■ **ZITIERTER TEXTAUSZUG**
....................
Gipfel auf Malta:EU will Wirtschaftsmacht ausbauen - notfalls gegen Amerika

  • Bei ihrem Gipfeltreffen auf Malta signalisiert die EU, notfalls gegen Amerika ihre Wirtschaftsmacht auszubauen.
  • Bundeskanzlerin Merkel gibt als Parole aus: Je besser die EU mit sich selbst zurechtkomme, desto stärker könne sie gegenüber Trump auftreten.
  • Die Staats- und Regierungschefs bekennen sich zu einer "effektiven Kontrolle unserer Außengrenzen und zur Eindämmung illegaler Migrationsströme in die EU".

Von Daniel Brössler, Valletta

Es kommt ein bisschen auf die Perspektive an, aber für überzeugte Europäer gab es am Freitag ein paar schöne Momente. Da stand auf der winzigen Mittelmeerinsel Malta der Premierminister des ebenfalls überschaubaren Großherzogtums Luxemburg vor dem Palast des Großmeisters und sprach: "Amerika ist ein Partner von Europa, aber das heißt auch, dass Amerika Europa braucht."

Was in den Ohren eines Donald Trump wie ein Witz klingen mag, meinte Xavier Bettel so ernst wie viele der anderen Staats- und Regierungschefs beim Sondergipfel der EU in Malta. Die Union der Mittelgroßen, Kleinen und Winzigen will versuchen, dem unberechenbaren neuen Anführer der Supermacht Amerika furchtlos und selbstbewusst entgegenzutreten.

Dabei fiel schon auf, dass die Schärfe des Tons gelegentlich in umgekehrtem Verhältnis zur Größe des Staates stand, den die Gipfelteilnehmer zu vertreten hatten. "Es ist für die internationale Gemeinschaft nicht akzeptabel, wenn sich Amerika aus jeder Verantwortung stehlen will", protestierte Österreichs Bundeskanzler Christian Kern gegen Trumps Einreisestopp für Bürger sieben muslimischer Staaten. Schließlich hätten die USA durch ihre Militäraktionen die Flüchtlingsströme mitzuverantworten. Das müsse "mit aller Klarheit unseren amerikanischen Freunden" nähergebracht werden.
....................
[Datensätze zu Positionen von Objekten]
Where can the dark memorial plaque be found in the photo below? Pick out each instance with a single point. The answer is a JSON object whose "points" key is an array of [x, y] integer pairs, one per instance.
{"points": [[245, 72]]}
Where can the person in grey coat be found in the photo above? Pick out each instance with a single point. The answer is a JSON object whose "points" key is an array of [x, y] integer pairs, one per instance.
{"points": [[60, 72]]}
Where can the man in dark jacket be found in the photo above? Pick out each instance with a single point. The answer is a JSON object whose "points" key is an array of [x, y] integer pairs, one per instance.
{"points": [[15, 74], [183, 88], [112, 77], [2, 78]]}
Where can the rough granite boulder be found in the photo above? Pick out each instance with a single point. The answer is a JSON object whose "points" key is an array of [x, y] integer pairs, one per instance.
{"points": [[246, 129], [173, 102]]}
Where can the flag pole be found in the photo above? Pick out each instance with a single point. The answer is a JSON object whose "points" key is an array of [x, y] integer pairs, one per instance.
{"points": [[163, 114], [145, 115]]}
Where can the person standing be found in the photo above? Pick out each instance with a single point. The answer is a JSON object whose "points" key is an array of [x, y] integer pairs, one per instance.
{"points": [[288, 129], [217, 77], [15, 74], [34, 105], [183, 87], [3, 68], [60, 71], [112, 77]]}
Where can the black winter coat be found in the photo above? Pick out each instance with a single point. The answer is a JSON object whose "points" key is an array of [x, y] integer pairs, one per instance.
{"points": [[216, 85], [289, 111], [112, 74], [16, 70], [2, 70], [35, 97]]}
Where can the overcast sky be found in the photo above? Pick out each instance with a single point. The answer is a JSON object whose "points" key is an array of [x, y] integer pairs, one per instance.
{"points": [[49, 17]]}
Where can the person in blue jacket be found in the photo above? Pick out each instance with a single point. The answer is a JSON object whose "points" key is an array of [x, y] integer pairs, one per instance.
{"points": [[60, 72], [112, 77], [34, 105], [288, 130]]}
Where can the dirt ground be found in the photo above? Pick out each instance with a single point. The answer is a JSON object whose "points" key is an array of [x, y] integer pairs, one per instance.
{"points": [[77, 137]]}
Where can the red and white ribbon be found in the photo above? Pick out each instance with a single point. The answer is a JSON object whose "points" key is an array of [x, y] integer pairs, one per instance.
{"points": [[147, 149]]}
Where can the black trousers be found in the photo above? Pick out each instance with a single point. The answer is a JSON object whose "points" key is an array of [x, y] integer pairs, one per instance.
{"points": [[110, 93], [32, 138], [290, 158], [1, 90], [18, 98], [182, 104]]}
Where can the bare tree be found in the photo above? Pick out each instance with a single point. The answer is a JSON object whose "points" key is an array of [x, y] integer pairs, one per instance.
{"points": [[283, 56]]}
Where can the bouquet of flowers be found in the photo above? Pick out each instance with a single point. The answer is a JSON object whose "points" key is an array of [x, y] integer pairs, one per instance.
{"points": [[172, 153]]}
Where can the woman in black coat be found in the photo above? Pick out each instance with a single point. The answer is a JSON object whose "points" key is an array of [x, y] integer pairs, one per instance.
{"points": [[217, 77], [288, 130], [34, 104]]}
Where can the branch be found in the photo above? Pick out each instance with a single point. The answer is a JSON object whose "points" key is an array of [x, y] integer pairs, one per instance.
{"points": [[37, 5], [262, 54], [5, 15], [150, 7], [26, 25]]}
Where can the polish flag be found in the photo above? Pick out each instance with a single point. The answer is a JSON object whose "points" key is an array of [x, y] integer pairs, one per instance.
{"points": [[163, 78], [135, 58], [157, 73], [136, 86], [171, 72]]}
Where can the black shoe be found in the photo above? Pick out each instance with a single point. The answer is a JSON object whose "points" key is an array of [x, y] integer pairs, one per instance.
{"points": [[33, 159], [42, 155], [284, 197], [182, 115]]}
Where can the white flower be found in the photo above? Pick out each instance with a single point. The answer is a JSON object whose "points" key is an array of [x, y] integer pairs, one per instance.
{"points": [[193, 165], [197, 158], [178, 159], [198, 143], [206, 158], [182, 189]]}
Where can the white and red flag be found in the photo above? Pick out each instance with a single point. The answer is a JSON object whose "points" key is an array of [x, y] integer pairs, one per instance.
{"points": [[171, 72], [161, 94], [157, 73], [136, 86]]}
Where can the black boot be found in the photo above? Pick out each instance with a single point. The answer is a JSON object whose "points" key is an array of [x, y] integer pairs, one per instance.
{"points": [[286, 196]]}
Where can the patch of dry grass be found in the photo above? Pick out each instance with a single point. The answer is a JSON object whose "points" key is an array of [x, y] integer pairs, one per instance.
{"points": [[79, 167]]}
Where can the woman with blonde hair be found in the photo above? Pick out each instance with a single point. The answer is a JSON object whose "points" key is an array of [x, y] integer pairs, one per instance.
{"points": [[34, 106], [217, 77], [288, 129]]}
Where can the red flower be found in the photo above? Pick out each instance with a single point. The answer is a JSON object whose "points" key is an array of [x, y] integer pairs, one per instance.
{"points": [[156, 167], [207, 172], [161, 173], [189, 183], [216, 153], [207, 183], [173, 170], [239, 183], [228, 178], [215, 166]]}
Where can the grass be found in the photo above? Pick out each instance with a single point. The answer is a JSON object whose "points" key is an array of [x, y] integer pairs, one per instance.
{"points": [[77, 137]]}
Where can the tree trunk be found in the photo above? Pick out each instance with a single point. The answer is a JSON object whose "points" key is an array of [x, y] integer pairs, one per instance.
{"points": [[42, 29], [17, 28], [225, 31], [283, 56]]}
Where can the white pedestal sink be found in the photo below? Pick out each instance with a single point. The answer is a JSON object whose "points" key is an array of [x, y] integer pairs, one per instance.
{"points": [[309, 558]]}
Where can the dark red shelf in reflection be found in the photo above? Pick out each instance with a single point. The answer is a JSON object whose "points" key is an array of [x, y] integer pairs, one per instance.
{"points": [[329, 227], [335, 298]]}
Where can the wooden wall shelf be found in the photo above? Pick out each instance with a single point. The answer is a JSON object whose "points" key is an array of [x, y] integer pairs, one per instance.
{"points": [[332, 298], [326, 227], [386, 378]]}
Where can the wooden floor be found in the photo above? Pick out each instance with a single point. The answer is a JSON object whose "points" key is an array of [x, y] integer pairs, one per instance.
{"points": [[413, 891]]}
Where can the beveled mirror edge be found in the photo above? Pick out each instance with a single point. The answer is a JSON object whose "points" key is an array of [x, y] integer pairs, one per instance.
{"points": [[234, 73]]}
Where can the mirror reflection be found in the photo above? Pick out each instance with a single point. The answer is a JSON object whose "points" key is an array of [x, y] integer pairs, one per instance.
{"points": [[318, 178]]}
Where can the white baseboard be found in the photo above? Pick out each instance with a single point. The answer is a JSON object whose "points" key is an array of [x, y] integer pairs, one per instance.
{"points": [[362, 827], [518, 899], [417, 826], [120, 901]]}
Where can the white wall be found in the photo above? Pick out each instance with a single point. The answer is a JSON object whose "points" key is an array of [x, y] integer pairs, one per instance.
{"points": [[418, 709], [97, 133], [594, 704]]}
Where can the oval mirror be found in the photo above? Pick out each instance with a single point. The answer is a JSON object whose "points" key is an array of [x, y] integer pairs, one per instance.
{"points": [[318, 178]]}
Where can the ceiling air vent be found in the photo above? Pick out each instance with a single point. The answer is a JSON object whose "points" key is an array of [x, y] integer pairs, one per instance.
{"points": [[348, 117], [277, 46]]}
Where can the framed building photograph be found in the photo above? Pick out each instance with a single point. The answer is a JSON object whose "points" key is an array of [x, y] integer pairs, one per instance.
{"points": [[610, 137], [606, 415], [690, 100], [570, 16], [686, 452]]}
....................
■ **AUFGABE 1**
Geben Sie aus dem Artikel über den Malta-Gipfel einen Abschnitt wortgetreu wieder. Er beginnt bei den Worten "Von Daniel Brössler, Valletta" und endet nach den Worten "furchtlos und selbstbewusst entgegenzutreten.".
■ **AUFGABE 2**
Prüfen Sie anhand des Artikels über den Malta-Gipfel, ob die folgenden Aussagen zutreffen, und belegen Sie jede Antwort (ja oder nein) mit den entscheidenden Worten des Artikels im genauen Wortlaut: (a) Christian Kern ist Bundeskanzler Österreichs. (b) Trumps Einreisestopp betrifft Bürger fünf muslimischer Staaten. (c) Das Treffen auf Malta war ein regulärer EU-Gipfel.
■ **AUFGABE 3**
Schreiben Sie den Artikel über den Malta-Gipfel im Anschluss an seinen letzten Satz weiter.

■ **SCHRIFTLICHE ANTWORT 1**
Von Daniel Brössler, Valletta

Es kommt ein bisschen auf die Perspektive an, aber für überzeugte Europäer gab es am Freitag ein paar schöne Momente. Da stand auf der winzigen Mittelmeerinsel Malta der Premierminister des ebenfalls überschaubaren Großherzogtums Luxemburg vor dem Palast des Großmeisters und sprach: "Amerika ist ein Partner von Europa, aber das heißt auch, dass Amerika Europa braucht."

Was in den Ohren eines Donald Trump wie ein Witz klingen mag, meinte Xavier Bettel so ernst wie viele der anderen Staats- und Regierungschefs beim Sondergipfel der EU in Malta. Die Union der Mittelgroßen, Kleinen und Winzigen will versuchen, dem unberechenbaren neuen Anführer der Supermacht Amerika furchtlos und selbstbewusst entgegenzutreten.

■ **SCHRIFTLICHE ANTWORT 2**
(a) Ja: „Österreichs Bundeskanzler Christian Kern“
(b) Nein: „Trumps Einreisestopp für Bürger sieben muslimischer Staaten“
(c) Nein: „beim Sondergipfel der EU in Malta“

■ **SCHRIFTLICHE ANTWORT 3**
Bundeskanzlerin Angela Merkel - eine der wenigen der in Malta Versammelten, die mit Trump schon ausführlicher telefoniert haben - gab eine andere Parole aus: Je besser die EU mit sich selbst zurechtkomme, desto stärker könne sie gegenüber Trump auftreten. "Europa hat sein Schicksal selbst in der Hand", sagte sie. Deshalb stehe für sie "das Sprechen über Europa im Vordergrund und nicht das Befassen mit anderen Teilen der Welt".

Zwei Wochen sind vergangen seit Trumps Amtsantritt. Zwei Wochen, die den Europäern den Atem geraubt haben, denn erstmals in der Geschichte der EU sitzt im Weißen Haus nicht mehr nur kein Freund, sondern offenbar ein Feind. Als EU-Ratspräsident Donald Tusk seine Sprache wiederfand, zählte er Trump zu den "Gefahren" für Europa.

Der EU droht eine ihrer Existenzgrundlagen abhanden zu kommen: die Partnerschaft mit der Weltführungsmacht USA. Was nun? Vor dieser Frage standen die Staats-und Regierungschefs nach einer Bootsfahrt unter der Sonne Maltas. Beim Mittagessen berichteten die Britin Theresa May über ihr Treffen sowie Frankreichs Präsident François Hollande und Merkel über ihre Telefonate mit Trump. Tusk hatte darum gebeten, sozusagen als Gesprächsgrundlage.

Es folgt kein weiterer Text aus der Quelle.